- **Brief**
In the listing below, start your output at the line with "[locate] the forest" and end it after the line with "Target: hoodie sleeve", copying every line exactly.

☆ ☆ ☆ ☆ ☆

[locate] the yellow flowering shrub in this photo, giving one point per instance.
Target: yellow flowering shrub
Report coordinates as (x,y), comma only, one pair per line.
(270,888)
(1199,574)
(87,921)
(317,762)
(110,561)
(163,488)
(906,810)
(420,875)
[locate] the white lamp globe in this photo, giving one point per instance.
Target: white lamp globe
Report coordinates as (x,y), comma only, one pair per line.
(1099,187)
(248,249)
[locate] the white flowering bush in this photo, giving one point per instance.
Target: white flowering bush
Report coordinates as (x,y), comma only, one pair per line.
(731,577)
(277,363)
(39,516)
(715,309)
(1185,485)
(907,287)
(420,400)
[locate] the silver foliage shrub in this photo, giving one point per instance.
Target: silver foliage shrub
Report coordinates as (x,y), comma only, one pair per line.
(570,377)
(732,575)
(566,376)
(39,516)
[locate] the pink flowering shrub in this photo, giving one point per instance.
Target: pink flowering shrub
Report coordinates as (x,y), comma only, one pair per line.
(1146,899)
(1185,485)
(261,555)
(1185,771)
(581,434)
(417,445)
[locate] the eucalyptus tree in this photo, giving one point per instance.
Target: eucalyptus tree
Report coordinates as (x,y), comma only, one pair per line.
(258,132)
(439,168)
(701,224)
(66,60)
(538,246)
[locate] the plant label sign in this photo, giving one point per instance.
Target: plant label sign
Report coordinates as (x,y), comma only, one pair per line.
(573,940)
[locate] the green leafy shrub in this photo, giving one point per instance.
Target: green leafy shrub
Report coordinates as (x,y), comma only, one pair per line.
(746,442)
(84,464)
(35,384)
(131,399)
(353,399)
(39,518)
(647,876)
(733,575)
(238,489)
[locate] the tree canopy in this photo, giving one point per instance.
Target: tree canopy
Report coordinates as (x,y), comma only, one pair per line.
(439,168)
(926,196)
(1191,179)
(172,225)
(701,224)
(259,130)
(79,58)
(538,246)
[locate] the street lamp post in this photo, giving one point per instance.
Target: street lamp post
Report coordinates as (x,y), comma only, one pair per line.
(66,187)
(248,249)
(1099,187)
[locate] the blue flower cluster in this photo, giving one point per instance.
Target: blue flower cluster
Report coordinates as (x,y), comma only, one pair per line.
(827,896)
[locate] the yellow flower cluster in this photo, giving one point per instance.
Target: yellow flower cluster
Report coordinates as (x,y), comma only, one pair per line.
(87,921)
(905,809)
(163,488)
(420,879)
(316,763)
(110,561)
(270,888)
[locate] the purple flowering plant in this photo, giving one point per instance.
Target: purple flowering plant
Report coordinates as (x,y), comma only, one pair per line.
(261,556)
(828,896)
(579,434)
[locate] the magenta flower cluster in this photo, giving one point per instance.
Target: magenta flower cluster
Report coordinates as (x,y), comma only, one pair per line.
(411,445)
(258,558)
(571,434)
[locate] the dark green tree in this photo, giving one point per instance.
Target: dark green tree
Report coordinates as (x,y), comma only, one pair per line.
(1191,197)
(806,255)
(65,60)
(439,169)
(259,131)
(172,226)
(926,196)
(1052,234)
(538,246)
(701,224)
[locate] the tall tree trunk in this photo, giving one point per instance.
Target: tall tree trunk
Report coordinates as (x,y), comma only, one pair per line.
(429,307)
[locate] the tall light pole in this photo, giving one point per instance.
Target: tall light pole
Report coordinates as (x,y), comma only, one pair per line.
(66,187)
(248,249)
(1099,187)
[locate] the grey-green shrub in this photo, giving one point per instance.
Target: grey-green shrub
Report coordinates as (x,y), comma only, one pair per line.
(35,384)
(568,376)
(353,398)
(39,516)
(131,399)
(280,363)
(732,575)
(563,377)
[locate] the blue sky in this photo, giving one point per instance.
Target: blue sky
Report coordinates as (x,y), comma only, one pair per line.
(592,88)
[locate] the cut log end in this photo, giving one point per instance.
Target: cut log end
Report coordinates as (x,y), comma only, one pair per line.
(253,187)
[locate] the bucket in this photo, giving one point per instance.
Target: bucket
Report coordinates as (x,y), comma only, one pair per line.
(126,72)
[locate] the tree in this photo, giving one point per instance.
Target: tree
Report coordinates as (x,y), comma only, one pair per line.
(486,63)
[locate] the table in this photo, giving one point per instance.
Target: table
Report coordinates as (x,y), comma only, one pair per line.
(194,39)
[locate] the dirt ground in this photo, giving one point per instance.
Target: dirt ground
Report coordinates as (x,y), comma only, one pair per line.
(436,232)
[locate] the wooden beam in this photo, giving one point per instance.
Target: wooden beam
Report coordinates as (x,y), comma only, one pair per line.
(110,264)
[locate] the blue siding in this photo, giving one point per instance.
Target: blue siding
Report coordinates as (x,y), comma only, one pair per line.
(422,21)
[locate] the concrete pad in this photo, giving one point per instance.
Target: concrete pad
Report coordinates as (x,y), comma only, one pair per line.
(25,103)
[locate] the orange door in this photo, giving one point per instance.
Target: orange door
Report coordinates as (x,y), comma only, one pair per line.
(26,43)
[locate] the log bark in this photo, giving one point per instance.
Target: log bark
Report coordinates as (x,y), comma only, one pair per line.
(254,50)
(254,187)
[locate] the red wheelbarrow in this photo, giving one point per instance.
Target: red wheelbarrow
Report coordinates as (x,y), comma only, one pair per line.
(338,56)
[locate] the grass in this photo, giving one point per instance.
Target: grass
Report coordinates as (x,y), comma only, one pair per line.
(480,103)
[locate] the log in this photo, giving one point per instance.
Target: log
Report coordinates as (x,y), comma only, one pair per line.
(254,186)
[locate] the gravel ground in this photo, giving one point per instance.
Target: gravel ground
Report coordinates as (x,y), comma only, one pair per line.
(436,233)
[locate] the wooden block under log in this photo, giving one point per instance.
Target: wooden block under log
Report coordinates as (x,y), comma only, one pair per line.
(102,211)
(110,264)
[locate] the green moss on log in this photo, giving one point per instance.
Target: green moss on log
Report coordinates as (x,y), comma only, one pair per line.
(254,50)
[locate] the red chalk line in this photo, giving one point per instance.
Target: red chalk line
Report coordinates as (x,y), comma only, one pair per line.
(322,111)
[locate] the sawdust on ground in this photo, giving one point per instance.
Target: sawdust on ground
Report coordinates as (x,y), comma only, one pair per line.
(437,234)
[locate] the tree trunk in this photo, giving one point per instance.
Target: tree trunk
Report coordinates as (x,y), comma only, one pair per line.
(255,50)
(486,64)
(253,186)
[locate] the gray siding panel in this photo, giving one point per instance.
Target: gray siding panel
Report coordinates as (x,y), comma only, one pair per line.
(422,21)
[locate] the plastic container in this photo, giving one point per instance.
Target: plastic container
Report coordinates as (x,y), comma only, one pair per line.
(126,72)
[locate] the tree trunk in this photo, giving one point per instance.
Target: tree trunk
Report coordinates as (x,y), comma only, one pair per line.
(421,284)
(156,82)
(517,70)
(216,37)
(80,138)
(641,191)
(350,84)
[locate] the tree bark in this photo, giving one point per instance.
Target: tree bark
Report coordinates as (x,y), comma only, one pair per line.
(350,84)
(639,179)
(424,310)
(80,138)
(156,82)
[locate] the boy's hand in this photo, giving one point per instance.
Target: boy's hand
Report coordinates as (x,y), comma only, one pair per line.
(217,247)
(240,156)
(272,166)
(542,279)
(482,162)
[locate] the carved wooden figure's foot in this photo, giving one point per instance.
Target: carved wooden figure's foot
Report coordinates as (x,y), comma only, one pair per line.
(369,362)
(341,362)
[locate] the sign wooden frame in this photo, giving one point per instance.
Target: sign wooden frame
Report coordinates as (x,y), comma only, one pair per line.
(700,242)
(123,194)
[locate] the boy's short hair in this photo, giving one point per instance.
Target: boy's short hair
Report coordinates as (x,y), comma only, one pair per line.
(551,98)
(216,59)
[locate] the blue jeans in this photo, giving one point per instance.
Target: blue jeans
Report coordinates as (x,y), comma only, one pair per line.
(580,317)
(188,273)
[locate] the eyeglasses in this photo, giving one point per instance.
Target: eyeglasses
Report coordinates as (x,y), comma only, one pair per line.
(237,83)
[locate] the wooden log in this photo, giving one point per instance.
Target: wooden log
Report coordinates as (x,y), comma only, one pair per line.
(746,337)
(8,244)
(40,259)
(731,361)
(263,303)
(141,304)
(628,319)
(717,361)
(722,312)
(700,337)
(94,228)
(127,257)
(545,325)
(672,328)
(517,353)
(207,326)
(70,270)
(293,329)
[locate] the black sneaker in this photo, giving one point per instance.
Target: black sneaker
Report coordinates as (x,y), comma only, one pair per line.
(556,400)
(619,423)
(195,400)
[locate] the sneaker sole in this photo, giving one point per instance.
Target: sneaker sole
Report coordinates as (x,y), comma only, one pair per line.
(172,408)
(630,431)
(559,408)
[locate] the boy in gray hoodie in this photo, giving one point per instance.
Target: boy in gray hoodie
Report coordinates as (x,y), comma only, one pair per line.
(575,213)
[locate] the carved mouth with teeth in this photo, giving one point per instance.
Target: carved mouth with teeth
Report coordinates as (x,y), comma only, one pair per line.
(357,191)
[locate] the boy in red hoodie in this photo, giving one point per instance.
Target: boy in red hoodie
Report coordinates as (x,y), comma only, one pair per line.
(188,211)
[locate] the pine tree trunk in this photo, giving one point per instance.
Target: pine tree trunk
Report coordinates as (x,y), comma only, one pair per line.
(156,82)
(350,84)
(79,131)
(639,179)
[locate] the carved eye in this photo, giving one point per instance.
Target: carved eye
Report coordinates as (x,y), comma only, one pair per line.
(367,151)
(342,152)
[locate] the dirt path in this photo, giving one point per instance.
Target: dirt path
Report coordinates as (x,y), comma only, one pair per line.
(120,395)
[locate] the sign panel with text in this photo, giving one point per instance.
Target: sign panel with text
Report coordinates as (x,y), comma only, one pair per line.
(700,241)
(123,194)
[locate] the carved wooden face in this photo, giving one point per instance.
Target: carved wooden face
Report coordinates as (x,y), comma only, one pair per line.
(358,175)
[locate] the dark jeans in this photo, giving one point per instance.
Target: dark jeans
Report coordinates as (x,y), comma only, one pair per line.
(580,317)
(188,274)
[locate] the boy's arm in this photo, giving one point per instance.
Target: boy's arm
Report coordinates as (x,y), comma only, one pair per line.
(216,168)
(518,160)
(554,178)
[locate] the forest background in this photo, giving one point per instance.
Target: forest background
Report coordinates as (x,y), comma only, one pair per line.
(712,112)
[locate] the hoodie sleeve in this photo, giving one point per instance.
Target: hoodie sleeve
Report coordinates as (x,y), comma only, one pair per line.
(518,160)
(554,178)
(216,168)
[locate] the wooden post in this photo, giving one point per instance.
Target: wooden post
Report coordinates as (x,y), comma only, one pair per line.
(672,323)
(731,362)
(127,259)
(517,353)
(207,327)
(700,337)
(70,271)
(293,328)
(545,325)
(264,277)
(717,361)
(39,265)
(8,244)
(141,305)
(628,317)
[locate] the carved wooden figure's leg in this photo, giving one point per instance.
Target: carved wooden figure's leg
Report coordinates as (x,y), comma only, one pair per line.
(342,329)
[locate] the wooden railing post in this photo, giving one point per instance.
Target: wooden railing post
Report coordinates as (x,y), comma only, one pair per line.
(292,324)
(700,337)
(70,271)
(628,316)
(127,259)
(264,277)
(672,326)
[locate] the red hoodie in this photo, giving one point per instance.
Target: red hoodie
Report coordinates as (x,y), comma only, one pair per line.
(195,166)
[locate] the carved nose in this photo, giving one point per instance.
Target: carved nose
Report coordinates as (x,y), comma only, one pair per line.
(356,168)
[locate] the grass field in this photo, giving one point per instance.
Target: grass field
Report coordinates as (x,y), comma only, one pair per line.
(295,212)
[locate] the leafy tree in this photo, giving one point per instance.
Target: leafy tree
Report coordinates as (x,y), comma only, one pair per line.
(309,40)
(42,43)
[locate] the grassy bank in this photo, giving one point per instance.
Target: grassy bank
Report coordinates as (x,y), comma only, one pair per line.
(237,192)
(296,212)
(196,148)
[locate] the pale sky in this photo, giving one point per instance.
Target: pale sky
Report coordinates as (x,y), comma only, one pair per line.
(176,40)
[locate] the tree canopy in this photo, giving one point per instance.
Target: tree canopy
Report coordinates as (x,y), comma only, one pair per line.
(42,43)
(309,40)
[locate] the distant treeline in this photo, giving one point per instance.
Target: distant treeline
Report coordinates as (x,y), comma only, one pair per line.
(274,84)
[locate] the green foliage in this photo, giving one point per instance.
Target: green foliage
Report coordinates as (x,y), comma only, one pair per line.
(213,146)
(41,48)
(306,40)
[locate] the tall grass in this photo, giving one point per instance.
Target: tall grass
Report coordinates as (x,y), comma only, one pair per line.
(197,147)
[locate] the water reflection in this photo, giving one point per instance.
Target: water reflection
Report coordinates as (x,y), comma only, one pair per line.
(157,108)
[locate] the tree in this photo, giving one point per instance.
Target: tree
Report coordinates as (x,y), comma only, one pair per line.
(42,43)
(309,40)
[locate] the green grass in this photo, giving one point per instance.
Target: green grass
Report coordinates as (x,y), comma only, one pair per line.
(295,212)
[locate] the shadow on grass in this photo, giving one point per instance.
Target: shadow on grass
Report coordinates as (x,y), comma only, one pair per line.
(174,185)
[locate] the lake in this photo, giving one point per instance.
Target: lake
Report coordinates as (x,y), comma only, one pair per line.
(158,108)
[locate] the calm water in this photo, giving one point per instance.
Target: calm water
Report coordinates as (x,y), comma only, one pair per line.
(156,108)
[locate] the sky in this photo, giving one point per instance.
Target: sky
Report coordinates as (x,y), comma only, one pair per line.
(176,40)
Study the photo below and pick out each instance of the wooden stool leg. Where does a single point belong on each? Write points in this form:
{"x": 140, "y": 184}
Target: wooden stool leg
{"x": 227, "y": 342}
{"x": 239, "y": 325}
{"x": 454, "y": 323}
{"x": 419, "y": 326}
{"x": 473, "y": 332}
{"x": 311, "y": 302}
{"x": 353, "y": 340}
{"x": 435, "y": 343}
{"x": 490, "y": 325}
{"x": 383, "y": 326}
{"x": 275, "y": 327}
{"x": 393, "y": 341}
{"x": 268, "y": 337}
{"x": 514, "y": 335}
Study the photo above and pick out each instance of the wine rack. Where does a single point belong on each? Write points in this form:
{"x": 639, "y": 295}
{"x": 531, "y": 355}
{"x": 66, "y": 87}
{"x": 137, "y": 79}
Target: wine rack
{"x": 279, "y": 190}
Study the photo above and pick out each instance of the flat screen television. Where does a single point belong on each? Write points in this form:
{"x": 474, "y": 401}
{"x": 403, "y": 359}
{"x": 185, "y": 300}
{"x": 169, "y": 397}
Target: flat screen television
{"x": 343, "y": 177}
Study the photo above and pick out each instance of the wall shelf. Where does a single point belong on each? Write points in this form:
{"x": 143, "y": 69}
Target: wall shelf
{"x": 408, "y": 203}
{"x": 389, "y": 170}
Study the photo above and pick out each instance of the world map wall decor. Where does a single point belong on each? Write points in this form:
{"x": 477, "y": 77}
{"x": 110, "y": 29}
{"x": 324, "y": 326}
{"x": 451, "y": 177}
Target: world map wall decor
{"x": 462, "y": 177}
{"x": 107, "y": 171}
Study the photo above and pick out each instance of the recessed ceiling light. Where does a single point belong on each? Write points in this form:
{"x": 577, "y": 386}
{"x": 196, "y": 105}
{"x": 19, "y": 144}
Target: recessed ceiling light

☆ ☆ ☆ ☆ ☆

- **Written solution**
[locate] the forest background in this photo, giving one point per instance.
Target: forest background
Report coordinates as (x,y), comma only, one pair per line.
(712,112)
[locate] the hoodie sleeve in this photo, giving one point per instance.
Target: hoodie sleeve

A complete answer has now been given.